**Directions for this task**
Write the data below out again, exactly as each line reads.
═════ Records for the exercise ═════
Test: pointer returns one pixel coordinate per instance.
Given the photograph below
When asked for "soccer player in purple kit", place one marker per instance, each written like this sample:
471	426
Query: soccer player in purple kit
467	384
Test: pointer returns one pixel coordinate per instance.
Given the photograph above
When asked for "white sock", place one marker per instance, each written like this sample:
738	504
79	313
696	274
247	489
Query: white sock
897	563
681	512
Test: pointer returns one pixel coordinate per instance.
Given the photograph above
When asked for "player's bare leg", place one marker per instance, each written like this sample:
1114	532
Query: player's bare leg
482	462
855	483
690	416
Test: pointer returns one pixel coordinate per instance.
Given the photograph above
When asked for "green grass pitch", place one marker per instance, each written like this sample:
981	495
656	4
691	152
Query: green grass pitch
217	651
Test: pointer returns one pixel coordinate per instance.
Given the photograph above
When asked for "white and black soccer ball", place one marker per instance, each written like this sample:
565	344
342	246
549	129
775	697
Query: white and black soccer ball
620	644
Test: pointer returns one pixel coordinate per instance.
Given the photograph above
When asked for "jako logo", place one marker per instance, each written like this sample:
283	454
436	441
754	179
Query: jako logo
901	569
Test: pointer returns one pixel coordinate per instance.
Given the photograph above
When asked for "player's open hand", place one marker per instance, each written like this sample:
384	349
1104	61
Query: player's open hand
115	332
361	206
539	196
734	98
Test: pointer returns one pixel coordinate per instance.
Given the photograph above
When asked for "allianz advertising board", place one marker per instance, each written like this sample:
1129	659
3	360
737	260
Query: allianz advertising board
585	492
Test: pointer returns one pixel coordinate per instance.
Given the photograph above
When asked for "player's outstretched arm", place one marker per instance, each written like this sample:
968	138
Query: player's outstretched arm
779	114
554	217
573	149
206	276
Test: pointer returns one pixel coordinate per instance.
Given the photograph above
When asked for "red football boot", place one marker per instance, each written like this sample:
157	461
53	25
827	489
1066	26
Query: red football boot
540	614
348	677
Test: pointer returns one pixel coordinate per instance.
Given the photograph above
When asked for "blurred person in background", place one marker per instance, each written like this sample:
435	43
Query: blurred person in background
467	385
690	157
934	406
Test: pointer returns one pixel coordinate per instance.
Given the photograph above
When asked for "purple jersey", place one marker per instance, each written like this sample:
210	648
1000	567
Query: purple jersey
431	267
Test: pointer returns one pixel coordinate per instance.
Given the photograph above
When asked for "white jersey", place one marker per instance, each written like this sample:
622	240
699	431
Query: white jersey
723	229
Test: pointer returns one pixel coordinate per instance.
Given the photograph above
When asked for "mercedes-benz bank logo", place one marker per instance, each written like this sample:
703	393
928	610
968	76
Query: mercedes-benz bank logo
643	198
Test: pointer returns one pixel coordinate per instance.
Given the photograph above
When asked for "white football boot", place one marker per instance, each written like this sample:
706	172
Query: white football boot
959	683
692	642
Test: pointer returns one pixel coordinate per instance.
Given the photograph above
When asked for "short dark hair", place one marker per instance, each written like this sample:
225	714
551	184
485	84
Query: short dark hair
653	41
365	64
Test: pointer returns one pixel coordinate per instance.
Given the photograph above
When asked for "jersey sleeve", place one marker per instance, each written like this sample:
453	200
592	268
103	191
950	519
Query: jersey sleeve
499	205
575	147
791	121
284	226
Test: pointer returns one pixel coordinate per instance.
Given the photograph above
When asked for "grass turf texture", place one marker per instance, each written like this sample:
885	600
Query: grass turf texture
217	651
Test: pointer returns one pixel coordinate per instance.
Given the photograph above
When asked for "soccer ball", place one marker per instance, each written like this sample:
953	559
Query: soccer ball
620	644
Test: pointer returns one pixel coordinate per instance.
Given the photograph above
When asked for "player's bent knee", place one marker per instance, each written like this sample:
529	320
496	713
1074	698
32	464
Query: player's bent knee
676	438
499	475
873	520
═════
**Exercise result**
Test: pointer returns one pixel coordinate per instance.
Given the photograph below
When asked for "soccer player in purple kit", place one marker per instance, each written like this sample:
471	426
Query: soccer player in purple kit
467	384
Test: pointer returns one pixel coordinate per instance.
Given the photograph above
When asked for "white sock", place one marker per instance, each written like this sample:
738	504
79	313
696	274
247	489
Query: white sock
897	563
681	512
Test: pointer returns one pixel coordinate per instance.
Given the photograph above
When asked for "player's bare leg", place one marker per instance, each written like this sample:
1114	532
Query: player's bare leg
482	462
855	483
690	416
Test: pointer returns one pixel coordinate per instance.
Given the photograph above
When asked for "green grass pitch", place one marker per instance, each written like this sample:
981	495
656	4
691	152
Query: green grass pitch
217	651
Test: pointer returns one pixel coordinate per instance.
Given the photograph above
When asked for "white and black soccer ball", place one marker per instance, each written like this sample:
565	344
342	246
549	129
775	697
Query: white and black soccer ball
620	644
Test: pointer returns one pixel coordinate per instance.
Given the photograph above
When asked for "jako logo", place one marker per instance, each written like this sample:
283	454
436	441
754	179
Query: jako logo
901	569
Test: pointer returns one pixel coordinate per instance.
Given the photograph above
When asked for "player's open hand", place one marker per instance, each written like this sample:
384	349
1104	61
Query: player's open hand
115	332
361	206
539	196
734	98
Test: pointer returns one pixel coordinate per instance.
Given the photograph above
When asked for "allianz advertising board", place one marker per instance, each written like this sample:
1129	659
3	360
737	260
Query: allianz advertising board
585	492
Test: pointer returns one pixel coordinate per instance.
Given the photograph above
When asked for "player's outstretched arm", place one marker per instance, each written like this sample:
968	138
Query: player's outstretched arm
779	114
554	217
573	149
206	276
Test: pointer returns one pixel coordinate per instance.
Given the photograph above
When asked for "red football boot", place one marker per instance, each written like this sample:
157	461
53	25
827	489
1066	26
Query: red football boot
540	614
348	677
Test: pointer returns one pixel coordinate per instance.
Given the photograph above
When asked for "blurred person in background", place one marker per instance, each written like this sample:
435	43
Query: blurred person in background
467	385
690	157
934	406
Test: pointer returns one pixel coordinate per instance.
Given the photograph above
When asked for "purple jersey", place one marker per instance, each written like this sample:
210	648
1000	567
Query: purple jersey
431	267
Test: pointer returns one pixel coordinate per instance.
Given the photograph above
When asked for "white jersey", place one marker per instance, each written like this sample:
622	240
699	431
Query: white jersey
723	229
Test: pointer returns one pixel coordinate per instance.
Given the photograph above
When asked for "mercedes-benz bank logo", place one marker per instance, each written like this sample:
703	393
928	610
968	76
Query: mercedes-benz bank logo
643	198
Test: pointer returns one pixel coordinate per instance.
Given the photograph above
When asked for "white football boot", place one marker per instance, each written like this sample:
706	172
Query: white football boot
959	683
692	642
Test: pointer returns one pixel coordinate per instance.
Given the photograph above
When asked for "short dark hair", place one marker per instance, each written like this sample:
225	714
551	184
485	84
Query: short dark hair
653	41
365	64
Test: pointer returns one pixel coordinate per instance.
Given the photograph above
When asked for "jersey sleeve", place one marker per instance, each written like this sample:
453	200
592	268
103	191
950	519
Query: jersey sleeve
499	205
575	147
791	121
284	226
Test: pointer returns one pixel coordinate per instance.
Given the photograph above
When asked for "grass turf texture", place one marker per instance, each written like this sample:
885	600
Query: grass turf texture
217	651
Test: pointer returns one pixel coordinate per instance.
Given the photograph above
When asked for "soccer ball", place one marker per instance, each written like this sample:
953	559
Query: soccer ball
620	644
Test: pointer returns one pixel coordinate per instance.
Given the photograph above
When asked for "player's bent knee", place one marker per instance, each written like this sample:
529	320
496	713
1074	698
32	464
Query: player's bent knee
676	438
499	475
873	520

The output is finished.